## MATERIAL FOR THIS TASK
━━━━━━

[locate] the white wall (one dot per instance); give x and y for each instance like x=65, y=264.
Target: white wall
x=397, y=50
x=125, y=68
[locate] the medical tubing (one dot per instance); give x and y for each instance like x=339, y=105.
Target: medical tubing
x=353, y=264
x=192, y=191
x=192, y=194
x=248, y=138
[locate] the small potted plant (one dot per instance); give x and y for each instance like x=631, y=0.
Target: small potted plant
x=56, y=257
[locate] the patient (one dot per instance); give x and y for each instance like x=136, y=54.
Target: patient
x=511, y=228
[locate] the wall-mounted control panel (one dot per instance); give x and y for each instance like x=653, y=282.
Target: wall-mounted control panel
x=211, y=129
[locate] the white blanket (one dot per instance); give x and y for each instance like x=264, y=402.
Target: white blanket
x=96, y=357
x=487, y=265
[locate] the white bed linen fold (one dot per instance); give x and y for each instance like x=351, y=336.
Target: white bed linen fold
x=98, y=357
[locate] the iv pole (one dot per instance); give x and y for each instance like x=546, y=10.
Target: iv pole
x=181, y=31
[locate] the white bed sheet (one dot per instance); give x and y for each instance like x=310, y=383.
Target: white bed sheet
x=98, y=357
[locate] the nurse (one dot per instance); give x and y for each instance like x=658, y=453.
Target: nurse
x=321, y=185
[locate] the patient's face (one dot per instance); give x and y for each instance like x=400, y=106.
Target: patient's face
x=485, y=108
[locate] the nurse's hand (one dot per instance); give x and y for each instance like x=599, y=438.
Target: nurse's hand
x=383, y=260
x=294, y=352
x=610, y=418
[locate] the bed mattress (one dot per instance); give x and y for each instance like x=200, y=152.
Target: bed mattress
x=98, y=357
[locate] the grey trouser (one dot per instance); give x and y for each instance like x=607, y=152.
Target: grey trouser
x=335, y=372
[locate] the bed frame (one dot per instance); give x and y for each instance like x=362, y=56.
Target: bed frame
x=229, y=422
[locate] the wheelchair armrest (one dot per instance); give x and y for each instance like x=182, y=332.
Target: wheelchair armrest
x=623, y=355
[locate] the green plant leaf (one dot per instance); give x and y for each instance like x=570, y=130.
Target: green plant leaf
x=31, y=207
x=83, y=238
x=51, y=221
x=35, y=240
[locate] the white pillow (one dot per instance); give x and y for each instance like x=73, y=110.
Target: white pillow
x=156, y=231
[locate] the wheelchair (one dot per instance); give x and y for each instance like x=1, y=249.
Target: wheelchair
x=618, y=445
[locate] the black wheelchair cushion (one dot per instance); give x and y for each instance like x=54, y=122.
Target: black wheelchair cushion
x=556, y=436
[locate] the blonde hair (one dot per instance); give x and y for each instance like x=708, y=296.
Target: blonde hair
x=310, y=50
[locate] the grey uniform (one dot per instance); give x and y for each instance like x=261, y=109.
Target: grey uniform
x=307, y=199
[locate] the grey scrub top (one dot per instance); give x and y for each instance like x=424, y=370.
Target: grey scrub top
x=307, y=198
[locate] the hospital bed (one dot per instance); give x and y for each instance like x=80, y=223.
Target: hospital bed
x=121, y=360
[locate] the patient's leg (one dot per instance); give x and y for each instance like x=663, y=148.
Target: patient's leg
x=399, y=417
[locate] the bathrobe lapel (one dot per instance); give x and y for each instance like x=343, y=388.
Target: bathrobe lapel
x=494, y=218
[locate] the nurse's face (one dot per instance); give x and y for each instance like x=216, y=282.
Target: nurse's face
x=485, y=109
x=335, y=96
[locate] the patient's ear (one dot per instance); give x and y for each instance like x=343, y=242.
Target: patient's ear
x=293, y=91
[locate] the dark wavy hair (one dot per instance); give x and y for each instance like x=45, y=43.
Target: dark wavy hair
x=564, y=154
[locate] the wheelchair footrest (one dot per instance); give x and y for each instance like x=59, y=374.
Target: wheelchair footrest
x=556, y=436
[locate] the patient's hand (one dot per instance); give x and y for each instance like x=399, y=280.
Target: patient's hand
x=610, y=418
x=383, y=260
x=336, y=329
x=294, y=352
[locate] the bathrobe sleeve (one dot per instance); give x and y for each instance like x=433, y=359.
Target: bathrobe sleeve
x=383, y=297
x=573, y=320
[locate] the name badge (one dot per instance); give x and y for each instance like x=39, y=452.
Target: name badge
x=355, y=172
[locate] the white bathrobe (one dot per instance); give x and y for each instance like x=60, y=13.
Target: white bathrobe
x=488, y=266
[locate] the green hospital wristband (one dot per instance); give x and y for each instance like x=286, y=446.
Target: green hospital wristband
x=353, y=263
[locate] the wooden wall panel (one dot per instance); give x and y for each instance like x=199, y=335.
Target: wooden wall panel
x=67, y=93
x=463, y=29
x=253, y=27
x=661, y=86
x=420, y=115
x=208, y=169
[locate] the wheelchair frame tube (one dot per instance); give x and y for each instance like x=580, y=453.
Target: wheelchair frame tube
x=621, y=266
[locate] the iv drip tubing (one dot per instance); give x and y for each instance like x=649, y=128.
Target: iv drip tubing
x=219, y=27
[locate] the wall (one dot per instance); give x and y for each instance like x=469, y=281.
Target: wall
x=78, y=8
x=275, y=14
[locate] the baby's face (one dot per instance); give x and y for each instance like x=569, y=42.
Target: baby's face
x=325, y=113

━━━━━━

## OBJECTIVE
Turn every line of the listing above into a JSON list of strings, one string per line, with blank lines left out.

## TASK SOLUTION
[
  "[locate] the white wall (one dot per instance); give x and y for each instance like x=65, y=264.",
  "Target: white wall",
  "x=397, y=50",
  "x=125, y=68",
  "[locate] the medical tubing (one dot per instance); give x and y for each instance like x=339, y=105.",
  "Target: medical tubing",
  "x=353, y=264",
  "x=192, y=191",
  "x=192, y=194",
  "x=248, y=138",
  "[locate] the small potted plant (one dot per instance); give x and y for each instance like x=631, y=0.",
  "Target: small potted plant",
  "x=56, y=257",
  "[locate] the patient (one dot per instance); give x and y for each instance like x=136, y=54.",
  "Target: patient",
  "x=511, y=228",
  "[locate] the wall-mounted control panel (one dot per instance); give x and y for each instance like x=653, y=282.",
  "Target: wall-mounted control panel",
  "x=211, y=129",
  "[locate] the white blanket (one dot per instance); give x and y for each instance like x=264, y=402.",
  "Target: white blanket",
  "x=96, y=357",
  "x=487, y=265",
  "[locate] the white bed linen fold (one dot per instance); give x and y for each instance like x=351, y=336.",
  "Target: white bed linen fold",
  "x=98, y=357",
  "[locate] the iv pole (one dot per instance); give x and y for each instance like x=546, y=10.",
  "Target: iv pole",
  "x=181, y=31",
  "[locate] the white bed sheet (one dot per instance); give x and y for each instance like x=310, y=383.",
  "Target: white bed sheet",
  "x=98, y=357",
  "[locate] the nurse (one dot per instance); give x and y for each instance like x=658, y=453.",
  "Target: nurse",
  "x=321, y=185",
  "[locate] the patient's face (one dot per instance); give x and y for each instance like x=400, y=106.",
  "Target: patient's face",
  "x=485, y=108",
  "[locate] the nurse's hand (one dot per instance); give x and y for each instance like x=599, y=438.",
  "Target: nurse's hand",
  "x=383, y=260",
  "x=294, y=352",
  "x=610, y=418",
  "[locate] the bed mattress (one dot per instance); give x and y for each instance like x=200, y=152.",
  "Target: bed mattress",
  "x=98, y=357",
  "[locate] the grey trouser (one dot per instance); give x and y for each instance like x=607, y=152.",
  "Target: grey trouser",
  "x=335, y=372",
  "[locate] the bed frame (one dot per instance); give x and y for each instance like x=362, y=56.",
  "Target: bed frame",
  "x=229, y=422",
  "[locate] the wheelchair armrest (one dot per instance); give x and y for each instance like x=182, y=332.",
  "Target: wheelchair armrest",
  "x=623, y=355",
  "[locate] the green plant leaf (one dot per instance); give x and y for each instance like x=570, y=130.",
  "Target: green plant leaf",
  "x=31, y=207",
  "x=83, y=238",
  "x=51, y=221",
  "x=35, y=240",
  "[locate] the white pillow (one dot per instance); give x and y for each instance like x=73, y=110.",
  "Target: white pillow",
  "x=156, y=231",
  "[locate] the wheelchair (one dot per instance); give x and y for each instance like x=1, y=249.",
  "Target: wheelchair",
  "x=618, y=445",
  "[locate] the black wheelchair cushion (one dot per instance); give x and y for each instance like x=54, y=122.",
  "Target: black wheelchair cushion",
  "x=556, y=436",
  "[locate] the blonde hair (one dot per instance); give x and y for each instance like x=708, y=296.",
  "Target: blonde hair",
  "x=310, y=50",
  "[locate] the grey uniform (one dot per instance); give x and y for each instance like x=261, y=109.",
  "Target: grey uniform",
  "x=307, y=199",
  "[locate] the grey scrub top (one dot per instance); give x and y for each instance like x=424, y=370.",
  "Target: grey scrub top",
  "x=307, y=198",
  "[locate] the hospital bed (one dot per instance); give x and y for each instance like x=80, y=223.",
  "Target: hospital bed",
  "x=121, y=360",
  "[locate] the patient's leg (one dot per instance); give x and y for each instance like x=663, y=148.",
  "Target: patient's leg",
  "x=399, y=417",
  "[locate] the bathrobe lapel (one dot per instance); give x and y for each instance like x=343, y=388.",
  "Target: bathrobe lapel",
  "x=494, y=218",
  "[locate] the nurse's face (one dot per instance); give x and y for each instance like x=216, y=282.",
  "Target: nurse's face",
  "x=485, y=109",
  "x=335, y=96",
  "[locate] the patient's ear (one dot per instance); give x and y for each instance like x=343, y=242.",
  "Target: patient's ear",
  "x=293, y=91",
  "[locate] the dark wavy hair (one dot per instance); give x and y for each instance like x=45, y=43.",
  "Target: dark wavy hair",
  "x=564, y=154",
  "[locate] the wheelchair footrest (one dot per instance); give x and y for each instance like x=59, y=374.",
  "Target: wheelchair footrest",
  "x=556, y=436",
  "[locate] the patient's hand (one dot per instance); give x and y for each instance like x=399, y=280.",
  "Target: patient's hand",
  "x=610, y=418",
  "x=383, y=260",
  "x=336, y=329",
  "x=294, y=352",
  "[locate] the bathrobe sleeve (one dot per instance); give x and y for each instance like x=433, y=359.",
  "Target: bathrobe sleeve",
  "x=383, y=297",
  "x=573, y=320",
  "[locate] the name badge (one dot per instance); give x and y for each instance like x=39, y=452.",
  "Target: name badge",
  "x=355, y=172",
  "[locate] the white bathrobe (one dot per instance); give x and y for each instance like x=60, y=13.",
  "Target: white bathrobe",
  "x=488, y=266",
  "[locate] the green hospital wristband (one dot per instance); give x and y for each instance like x=286, y=446.",
  "Target: green hospital wristband",
  "x=353, y=263",
  "[locate] the wooden wall panel (one dot per instance); give x and y for each instance like x=199, y=335.",
  "Target: wooden wall panel",
  "x=67, y=93",
  "x=463, y=29",
  "x=253, y=27",
  "x=661, y=86",
  "x=420, y=115",
  "x=208, y=169",
  "[locate] the wheelchair frame tube (one dot per instance); give x and y for each instance like x=580, y=453.",
  "Target: wheelchair frame tube",
  "x=621, y=266",
  "[locate] the iv drip tubing (one dot per instance); give x and y for each instance like x=649, y=128.",
  "Target: iv drip tubing",
  "x=219, y=27",
  "[locate] the wall (one dot per instance); give x and y for each instance like x=469, y=281.",
  "Target: wall",
  "x=78, y=8",
  "x=275, y=14",
  "[locate] the baby's face (one dot per instance); give x and y for each instance like x=569, y=42.",
  "Target: baby's face",
  "x=325, y=113"
]